▸ OBJECTIVE
Copy out the material below with each "marker" switched to "pin", keeping every other word and mark the same.
-- START OF EXERCISE MATERIAL --
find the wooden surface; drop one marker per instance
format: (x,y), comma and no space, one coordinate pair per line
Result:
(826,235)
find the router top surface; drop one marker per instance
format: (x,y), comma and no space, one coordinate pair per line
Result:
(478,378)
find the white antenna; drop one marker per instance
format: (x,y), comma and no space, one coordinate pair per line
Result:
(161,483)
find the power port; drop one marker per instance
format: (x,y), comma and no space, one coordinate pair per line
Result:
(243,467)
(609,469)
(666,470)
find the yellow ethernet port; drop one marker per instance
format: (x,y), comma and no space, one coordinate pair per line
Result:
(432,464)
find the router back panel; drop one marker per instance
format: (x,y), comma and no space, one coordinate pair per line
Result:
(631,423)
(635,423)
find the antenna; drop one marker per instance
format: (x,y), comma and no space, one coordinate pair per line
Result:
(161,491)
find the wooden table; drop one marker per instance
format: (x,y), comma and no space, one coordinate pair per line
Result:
-- END OF EXERCISE MATERIAL --
▸ EXERCISE RESPONSE
find the wooden surface; drop one pin per instance
format: (x,y), comma and no space, one coordinate pair per line
Result:
(826,235)
find the router top surface; drop one pin per instance
format: (x,y), comma and no space, one coordinate pair per line
Result:
(478,378)
find the white antenna; drop one pin per instance
format: (x,y), comma and no space, one coordinate pair per line
Result:
(161,483)
find the power port; drop one pin per instance
format: (x,y), comma and no space, one coordinate pair per line
Result:
(243,467)
(609,469)
(666,470)
find the yellow ethernet port; drop one pin per instance
format: (x,y), comma and no space, one coordinate pair per line
Result:
(432,464)
find the router back panel; drop one pin per instance
format: (x,y), comma and no space, one coordinate pair per line
Result:
(631,423)
(635,423)
find the antenna; drop one pin per instance
format: (x,y), comma and no space, one coordinate pair per line
Result:
(161,491)
find the wooden table; drop one pin per instance
format: (x,y), comma and no space, one coordinate pair per line
Result:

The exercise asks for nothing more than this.